» **The task**:
An exact copy of every record is needed.

» **Object pointing dataset rows**:
════

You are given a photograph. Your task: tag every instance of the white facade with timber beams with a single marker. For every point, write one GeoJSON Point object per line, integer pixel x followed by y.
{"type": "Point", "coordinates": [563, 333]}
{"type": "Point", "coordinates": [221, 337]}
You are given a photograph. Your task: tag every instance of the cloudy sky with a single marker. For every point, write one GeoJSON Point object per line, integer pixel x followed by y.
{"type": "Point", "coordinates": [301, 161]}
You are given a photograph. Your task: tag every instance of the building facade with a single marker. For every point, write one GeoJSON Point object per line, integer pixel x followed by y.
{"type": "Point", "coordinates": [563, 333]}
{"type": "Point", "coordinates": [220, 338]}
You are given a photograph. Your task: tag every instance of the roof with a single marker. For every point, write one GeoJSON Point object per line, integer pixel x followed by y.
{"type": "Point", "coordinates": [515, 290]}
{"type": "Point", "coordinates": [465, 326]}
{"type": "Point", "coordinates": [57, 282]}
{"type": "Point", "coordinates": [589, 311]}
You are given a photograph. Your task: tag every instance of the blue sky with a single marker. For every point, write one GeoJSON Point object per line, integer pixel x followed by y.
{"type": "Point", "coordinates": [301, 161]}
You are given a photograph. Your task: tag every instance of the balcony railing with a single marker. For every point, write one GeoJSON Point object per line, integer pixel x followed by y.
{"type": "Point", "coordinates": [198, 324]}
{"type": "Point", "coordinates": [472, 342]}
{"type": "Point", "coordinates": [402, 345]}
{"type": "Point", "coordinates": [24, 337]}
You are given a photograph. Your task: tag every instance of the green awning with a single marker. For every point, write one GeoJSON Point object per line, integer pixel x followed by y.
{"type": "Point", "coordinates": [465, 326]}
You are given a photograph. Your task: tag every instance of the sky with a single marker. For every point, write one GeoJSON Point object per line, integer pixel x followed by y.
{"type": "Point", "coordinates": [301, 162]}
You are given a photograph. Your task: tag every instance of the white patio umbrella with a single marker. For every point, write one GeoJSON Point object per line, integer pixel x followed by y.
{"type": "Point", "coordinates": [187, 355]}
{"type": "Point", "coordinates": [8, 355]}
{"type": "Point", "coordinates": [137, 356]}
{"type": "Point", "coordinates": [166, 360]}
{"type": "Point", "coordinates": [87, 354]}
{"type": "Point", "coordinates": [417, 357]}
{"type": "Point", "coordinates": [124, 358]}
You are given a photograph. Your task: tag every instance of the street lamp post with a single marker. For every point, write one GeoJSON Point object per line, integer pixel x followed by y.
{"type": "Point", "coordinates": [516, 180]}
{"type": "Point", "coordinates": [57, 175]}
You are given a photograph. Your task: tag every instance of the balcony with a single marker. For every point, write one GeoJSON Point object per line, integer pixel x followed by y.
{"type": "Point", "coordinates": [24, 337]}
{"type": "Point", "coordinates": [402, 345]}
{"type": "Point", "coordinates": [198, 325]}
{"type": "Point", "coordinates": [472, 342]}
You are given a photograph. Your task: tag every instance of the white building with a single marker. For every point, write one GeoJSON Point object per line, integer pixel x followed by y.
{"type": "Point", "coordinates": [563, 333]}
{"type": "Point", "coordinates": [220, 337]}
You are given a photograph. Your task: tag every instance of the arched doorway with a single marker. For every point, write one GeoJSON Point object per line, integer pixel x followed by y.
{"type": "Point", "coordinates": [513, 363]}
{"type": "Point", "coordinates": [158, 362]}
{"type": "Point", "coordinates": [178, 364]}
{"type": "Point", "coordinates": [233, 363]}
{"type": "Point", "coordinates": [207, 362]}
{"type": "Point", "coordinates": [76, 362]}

════

» **Response below**:
You are given a photograph. Your task: tag every instance of the white facade with timber beams with a single marker. For every point, write one GeoJSON Point object per line, integer pixel x followed by y.
{"type": "Point", "coordinates": [563, 333]}
{"type": "Point", "coordinates": [221, 337]}
You are given a photograph. Your task: tag every instance of the cloudy sky with a single marker. For every point, write one GeoJSON Point object per line, integer pixel x followed by y.
{"type": "Point", "coordinates": [301, 161]}
You are given a photograph. Your task: tag every instance of the building facade with a single marker. For every point, write one GeoJSON Point object per line, integer pixel x followed by y.
{"type": "Point", "coordinates": [563, 333]}
{"type": "Point", "coordinates": [220, 338]}
You are given a photograph. Your task: tag every instance of the roof with a single marker. For every point, write one GeoJSON Point object per line, integer pixel x followed by y.
{"type": "Point", "coordinates": [515, 290]}
{"type": "Point", "coordinates": [465, 326]}
{"type": "Point", "coordinates": [57, 282]}
{"type": "Point", "coordinates": [589, 311]}
You are given a photograph. Your task: tag every instance of the blue sky with a single marker. For every point, write one GeoJSON Point object per line, integer pixel x followed by y.
{"type": "Point", "coordinates": [301, 161]}
You are given a photograph. Your task: tag every instance of the balcony railing with a single marker. For every point, write one GeoJSON Point object per line, integer pixel x followed by y.
{"type": "Point", "coordinates": [198, 324]}
{"type": "Point", "coordinates": [472, 342]}
{"type": "Point", "coordinates": [402, 345]}
{"type": "Point", "coordinates": [24, 337]}
You are given a photograph. Your task: tag every instance of the green awning with a single marker. For every point, write one GeoJSON Point object per line, integer pixel x followed by y.
{"type": "Point", "coordinates": [465, 326]}
You are given a photograph. Your task: tag every instance of the sky with a single marker. For every point, write one GeoJSON Point object per line, integer pixel x followed by y.
{"type": "Point", "coordinates": [301, 162]}
You are given a photograph. Your task: tag every instance of the white patio umbrella with a single marker. For every point, write one GeoJSON Point object per line, integer pixel x followed by y.
{"type": "Point", "coordinates": [187, 355]}
{"type": "Point", "coordinates": [8, 355]}
{"type": "Point", "coordinates": [137, 356]}
{"type": "Point", "coordinates": [166, 360]}
{"type": "Point", "coordinates": [87, 354]}
{"type": "Point", "coordinates": [417, 357]}
{"type": "Point", "coordinates": [124, 358]}
You are given a photograph. Your task: tag every instance of the street lamp post with a single marker. For every point, write one GeoJSON Point object per line, integer pixel x followed by y.
{"type": "Point", "coordinates": [516, 180]}
{"type": "Point", "coordinates": [57, 175]}
You are given a photograph. Your task: tag every instance of the balcony with a single marker. For every point, write one GeoJSON Point object per line, integer pixel x followed by y.
{"type": "Point", "coordinates": [24, 337]}
{"type": "Point", "coordinates": [402, 345]}
{"type": "Point", "coordinates": [198, 325]}
{"type": "Point", "coordinates": [472, 342]}
You are given a photograph. Your task: tag every instance of the white building with a single marker. For every point, write one GeoJSON Point object per line, integer pixel x followed by y.
{"type": "Point", "coordinates": [563, 333]}
{"type": "Point", "coordinates": [220, 337]}
You are given a photograph. Your task: tag every instance of the arched doorway with a single marker. For every point, write one GeoJSON Point object per line, integer pixel x followed by y.
{"type": "Point", "coordinates": [513, 363]}
{"type": "Point", "coordinates": [158, 362]}
{"type": "Point", "coordinates": [178, 364]}
{"type": "Point", "coordinates": [233, 363]}
{"type": "Point", "coordinates": [207, 362]}
{"type": "Point", "coordinates": [76, 362]}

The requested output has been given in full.